SIMPSON THACHER & BARTLETT LLP

425 LEXINGTON AVENUE

NEW YORK, N.Y. 10017-3954

(212) 455-2000

FACSIMILE (212) 455-2502

Toll Brothers Finance Corp.

250 Gibraltar Road

Horsham, Pennsylvania 19044

Ladies and Gentlemen:

We have acted as counsel to Toll Brothers, Inc., a Delaware corporation (the “Company”), Toll Brothers Finance Corp., a Delaware corporation (the “Issuer”), and the certain subsidiaries of the Company (other than the Issuer) named as co-registrants in the Registration Statement (as defined below) (each, a “Guarantor,” and together with the Company, the “Guarantors”) in connection with the Registration Statement on Form S-3 (File No. 333-178130) (as amended by the Post-Effective Amendment No. 1, the “Registration Statement”) filed by the Issuer and the Guarantors with the Securities and Exchange Commission (the “Commission”) under the Securities Act of 1933, as amended (the “Securities Act”), relating to debt securities of the Issuer, Toll Corp. or First Huntingdon Finance Corp., guarantees of any such debt securities by the Guarantors and certain other securities (collectively, the “Securities”). The Securities may be issued and sold or delivered from time to time as set forth in the Registration Statement, any amendment thereto, the prospectus contained therein and supplements to the Prospectus and pursuant to Rule 415 under the Securities Act.

This opinion is being delivered in connection with the $300,000,000 aggregate principal amount of 4.375% Senior Notes due 2023 (the “Senior Notes”) being issued by the Issuer and unconditionally guaranteed by the Company and the other Guarantors (the “Guarantees”), which Senior Notes are being offered and sold by the Issuer pursuant to the Prospectus dated November 23, 2011, as supplemented by the prospectus supplement dated April 3, 2013 (together, the “Prospectus”) filed by the Company with the Commission pursuant to Rule 424(b) under the Securities Act, and an Underwriting Agreement, dated April 3, 2013 (the “Underwriting Agreement”), among the Issuer, the Company and the underwriters named therein.

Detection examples
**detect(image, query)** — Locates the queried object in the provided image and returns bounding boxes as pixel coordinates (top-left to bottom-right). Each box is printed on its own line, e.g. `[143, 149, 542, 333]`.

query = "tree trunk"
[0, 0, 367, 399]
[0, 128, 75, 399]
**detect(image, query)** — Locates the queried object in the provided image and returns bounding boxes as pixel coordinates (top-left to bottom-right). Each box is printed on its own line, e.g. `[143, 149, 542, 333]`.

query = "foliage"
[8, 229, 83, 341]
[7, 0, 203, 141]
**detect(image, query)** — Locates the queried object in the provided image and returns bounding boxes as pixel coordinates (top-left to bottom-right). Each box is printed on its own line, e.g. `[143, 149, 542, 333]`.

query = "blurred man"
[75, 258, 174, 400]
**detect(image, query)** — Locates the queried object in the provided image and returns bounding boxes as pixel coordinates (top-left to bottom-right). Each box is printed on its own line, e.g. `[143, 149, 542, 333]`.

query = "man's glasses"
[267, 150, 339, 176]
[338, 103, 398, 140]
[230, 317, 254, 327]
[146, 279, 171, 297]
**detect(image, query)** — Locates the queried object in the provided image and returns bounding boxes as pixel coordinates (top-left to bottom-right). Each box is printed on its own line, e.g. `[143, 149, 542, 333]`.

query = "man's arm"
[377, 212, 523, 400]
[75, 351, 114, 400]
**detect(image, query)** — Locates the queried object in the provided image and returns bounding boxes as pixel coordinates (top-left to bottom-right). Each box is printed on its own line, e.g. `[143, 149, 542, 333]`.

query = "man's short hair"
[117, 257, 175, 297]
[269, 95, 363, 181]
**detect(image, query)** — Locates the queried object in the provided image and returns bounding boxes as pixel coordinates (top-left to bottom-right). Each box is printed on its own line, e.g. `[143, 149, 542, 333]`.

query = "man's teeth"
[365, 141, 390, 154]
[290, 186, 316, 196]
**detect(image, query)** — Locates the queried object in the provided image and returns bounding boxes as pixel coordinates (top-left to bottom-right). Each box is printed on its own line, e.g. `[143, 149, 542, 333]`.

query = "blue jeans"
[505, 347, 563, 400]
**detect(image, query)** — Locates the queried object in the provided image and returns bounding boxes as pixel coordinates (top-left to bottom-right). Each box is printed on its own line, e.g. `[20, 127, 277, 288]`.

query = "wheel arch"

● **Written exercise**: Please retype the part of the opinion letter that opens with the words containing "This opinion is" and closes with "underwriters named therein.". The rows were taken from a different source than the opinion letter.

● **Result of the exercise**:
This opinion is being delivered in connection with the $300,000,000 aggregate principal amount of 4.375% Senior Notes due 2023 (the “Senior Notes”) being issued by the Issuer and unconditionally guaranteed by the Company and the other Guarantors (the “Guarantees”), which Senior Notes are being offered and sold by the Issuer pursuant to the Prospectus dated November 23, 2011, as supplemented by the prospectus supplement dated April 3, 2013 (together, the “Prospectus”) filed by the Company with the Commission pursuant to Rule 424(b) under the Securities Act, and an Underwriting Agreement, dated April 3, 2013 (the “Underwriting Agreement”), among the Issuer, the Company and the underwriters named therein.